*Text section*
BEGIN
Pharmacological inhibition of mitochondrial fission mitigates experimental thoracic aortic aneurysm

Thoracic aortic aneurysm (TAA) is increasingly recognized as a vascular degenerative disease and is typically diagnosed incidentally due to its asymptomatic nature. TAA is clinically associated with the dilation of the aorta and excessive vascular remodeling, which can lead to aortic rupture if left untreated. Angiotensin II (Ang II), an active peptide in the renin-angiotensin system, has been widely implicated in the development of TAA. The current study investigated the role of mitochondrial dynamics in the onset and progression of TAA.

Male ApoEKO mice (8-10 weeks old) were infused with Ang II (1.44 mg/kg/day) and treated with mitochondrial division inhibitor 1 (mdivi-1) at a dose of 0.12 mg/kg/day. After 4 weeks of Ang II infusion, the ApoEKO mice developed TAA. Excessive mitochondrial fission was observed in thoracic vascular smooth muscle cells (vSMCs) using transmission electron microscopy (TEM) and confocal microscopy in response to angiotensin II (Ang II) treatment, which was reduced by mdivi-1. Echocardiographic and histological analyses of the Ang II-infused thoracic aorta revealed increased aortic dilation, vascular remodeling, and perivascular fibrosis. Pathological changes associated with Ang II-induced TAA were mitigated by mdivi-1. Co-treatment of isolated adult murine thoracic aortic vSMCs with mdivi-1 resulted in decreased mitochondrial fission, hyperproliferation, and phenotypic switching, accompanied by improved mitochondrial metabolism. Treatment with mdivi-1 inhibited Ang II-induced NF-κB signaling in vSMCs by blocking the nuclear translocation of p65 and cell cycle markers, thereby limiting inflammation and hyperproliferation.
END
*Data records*
BEGIN
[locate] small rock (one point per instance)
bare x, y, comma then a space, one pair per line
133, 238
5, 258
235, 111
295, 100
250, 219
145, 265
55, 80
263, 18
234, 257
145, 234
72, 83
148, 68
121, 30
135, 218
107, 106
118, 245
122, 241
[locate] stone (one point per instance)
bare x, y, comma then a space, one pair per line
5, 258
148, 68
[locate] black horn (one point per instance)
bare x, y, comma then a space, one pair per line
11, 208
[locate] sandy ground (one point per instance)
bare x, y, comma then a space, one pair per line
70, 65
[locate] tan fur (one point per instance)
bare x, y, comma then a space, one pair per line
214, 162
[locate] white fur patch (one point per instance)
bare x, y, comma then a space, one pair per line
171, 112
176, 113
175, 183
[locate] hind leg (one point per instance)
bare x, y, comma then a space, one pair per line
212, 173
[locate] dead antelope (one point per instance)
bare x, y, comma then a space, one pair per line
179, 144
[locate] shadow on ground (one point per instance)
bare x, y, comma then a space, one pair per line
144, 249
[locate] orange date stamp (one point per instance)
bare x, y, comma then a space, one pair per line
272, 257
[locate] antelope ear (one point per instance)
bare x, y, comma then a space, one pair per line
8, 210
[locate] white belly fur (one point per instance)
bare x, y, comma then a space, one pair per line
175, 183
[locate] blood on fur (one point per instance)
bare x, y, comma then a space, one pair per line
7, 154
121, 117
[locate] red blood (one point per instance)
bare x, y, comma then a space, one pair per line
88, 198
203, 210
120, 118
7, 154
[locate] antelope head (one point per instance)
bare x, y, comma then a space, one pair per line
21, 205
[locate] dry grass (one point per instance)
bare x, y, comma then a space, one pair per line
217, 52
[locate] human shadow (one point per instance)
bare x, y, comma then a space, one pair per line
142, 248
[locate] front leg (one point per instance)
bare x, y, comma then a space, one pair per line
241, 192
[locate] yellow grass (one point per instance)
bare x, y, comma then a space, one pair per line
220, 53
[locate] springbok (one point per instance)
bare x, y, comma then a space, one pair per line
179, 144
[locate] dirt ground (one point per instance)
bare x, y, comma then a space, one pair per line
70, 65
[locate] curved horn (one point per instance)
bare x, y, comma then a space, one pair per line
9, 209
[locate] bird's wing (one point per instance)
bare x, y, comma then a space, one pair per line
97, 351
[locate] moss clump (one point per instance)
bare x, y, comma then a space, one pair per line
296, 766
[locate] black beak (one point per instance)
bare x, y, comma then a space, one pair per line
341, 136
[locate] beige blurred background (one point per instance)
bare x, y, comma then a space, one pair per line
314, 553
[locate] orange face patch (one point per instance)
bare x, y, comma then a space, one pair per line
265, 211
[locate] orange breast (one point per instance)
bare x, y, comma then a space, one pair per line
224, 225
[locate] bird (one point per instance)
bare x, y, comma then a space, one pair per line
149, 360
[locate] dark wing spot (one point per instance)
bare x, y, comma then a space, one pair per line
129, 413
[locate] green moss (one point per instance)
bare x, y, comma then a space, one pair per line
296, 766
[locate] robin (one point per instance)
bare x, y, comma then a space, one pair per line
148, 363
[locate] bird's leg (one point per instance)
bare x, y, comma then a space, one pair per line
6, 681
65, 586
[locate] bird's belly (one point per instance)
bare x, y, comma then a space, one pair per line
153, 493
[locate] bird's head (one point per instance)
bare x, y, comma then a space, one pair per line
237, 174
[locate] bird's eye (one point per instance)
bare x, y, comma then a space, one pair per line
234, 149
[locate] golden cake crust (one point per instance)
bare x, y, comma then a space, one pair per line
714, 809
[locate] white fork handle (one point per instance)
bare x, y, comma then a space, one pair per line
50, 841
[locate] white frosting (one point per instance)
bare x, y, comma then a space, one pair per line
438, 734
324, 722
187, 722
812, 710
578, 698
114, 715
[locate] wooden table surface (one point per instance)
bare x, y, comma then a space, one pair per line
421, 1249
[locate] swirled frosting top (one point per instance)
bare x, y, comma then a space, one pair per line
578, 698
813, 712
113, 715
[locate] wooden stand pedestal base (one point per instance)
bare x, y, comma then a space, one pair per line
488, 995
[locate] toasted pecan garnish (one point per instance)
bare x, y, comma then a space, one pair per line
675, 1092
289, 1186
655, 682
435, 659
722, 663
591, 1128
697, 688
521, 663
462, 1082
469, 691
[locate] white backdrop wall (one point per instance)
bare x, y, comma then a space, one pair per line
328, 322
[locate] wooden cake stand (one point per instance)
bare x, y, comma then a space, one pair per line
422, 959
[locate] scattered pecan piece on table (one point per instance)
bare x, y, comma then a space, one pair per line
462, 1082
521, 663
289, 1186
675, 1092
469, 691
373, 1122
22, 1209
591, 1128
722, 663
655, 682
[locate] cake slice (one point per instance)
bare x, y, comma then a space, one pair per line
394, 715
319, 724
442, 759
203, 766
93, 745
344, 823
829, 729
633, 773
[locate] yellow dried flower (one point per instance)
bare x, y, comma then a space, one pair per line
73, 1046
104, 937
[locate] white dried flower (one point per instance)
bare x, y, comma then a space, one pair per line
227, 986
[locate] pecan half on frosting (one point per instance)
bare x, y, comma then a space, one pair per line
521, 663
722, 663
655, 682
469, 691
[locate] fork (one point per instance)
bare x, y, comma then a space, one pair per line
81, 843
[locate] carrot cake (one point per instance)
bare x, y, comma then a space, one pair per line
END
*Your task*
Write the next part of the abstract on mitochondrial fission inhibition in thoracic aortic aneurysm, picking up after its final sentence.

*Output of the task*
In conclusion, the inhibition of mitochondrial fission reduced pathological changes by mitigating vascular remodeling, vSMC hyperproliferation, and vSMC phenotypic switching associated with Ang II-induced TAA. The clinical utility of inhibiting mitochondrial fission warrants further investigation, which may lead to a novel therapeutic strategy for preventing TAA development.